* Stated exercise
Output every line of the listing below as a Markdown table with the columns "Row" and "Line", numbering each row and skipping blank lines. Leave the pictures out.

==================================================

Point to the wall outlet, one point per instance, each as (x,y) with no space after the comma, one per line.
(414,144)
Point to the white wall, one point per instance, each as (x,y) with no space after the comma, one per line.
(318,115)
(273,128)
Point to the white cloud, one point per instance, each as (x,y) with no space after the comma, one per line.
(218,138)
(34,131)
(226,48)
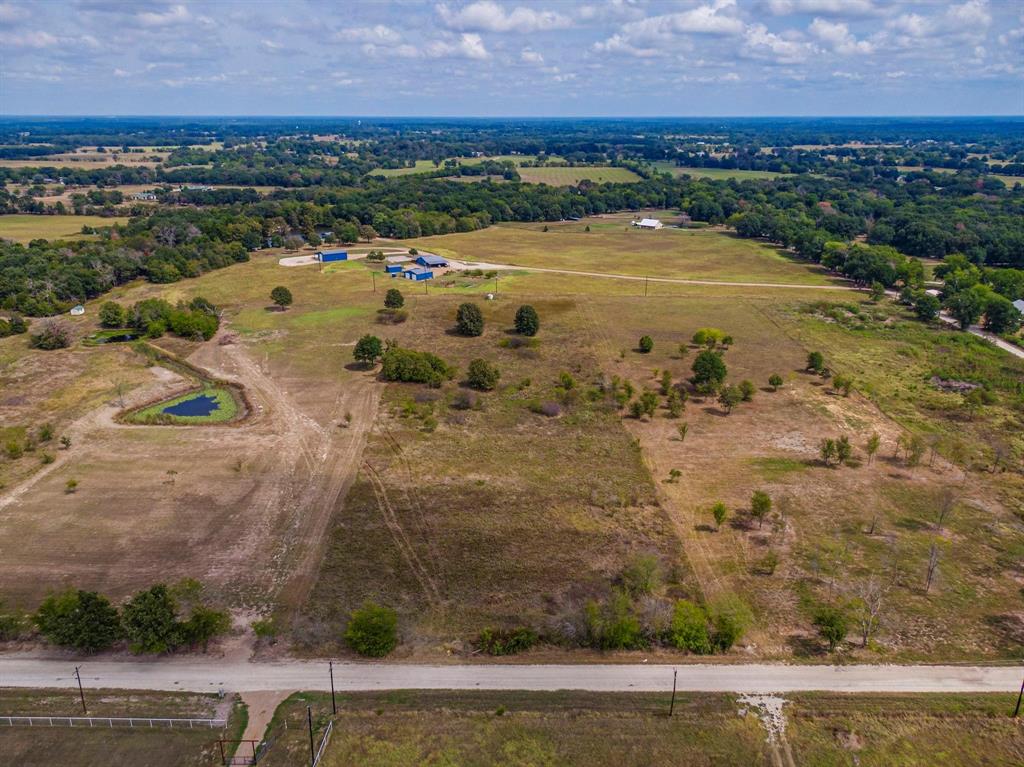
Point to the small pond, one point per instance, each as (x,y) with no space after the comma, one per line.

==================================================

* The response
| Row | Line |
|---|---|
| 1 | Point to the wall outlet, one point per instance, each as (x,y) with no space after the comma, one per line. |
| 2 | (414,144) |
| 3 | Point to the white wall, one point per instance, each as (x,y) with no space after the comma, one per line. |
| 4 | (318,115) |
| 5 | (273,128) |
| 6 | Point to the white cloud, one point per instance, each as (x,y) with no space after the comma, one per line. |
| 7 | (218,138) |
| 8 | (34,131) |
| 9 | (226,48) |
| 10 | Point to the small pond, one point per instance, each as (x,y) with no space after the comma, one per line. |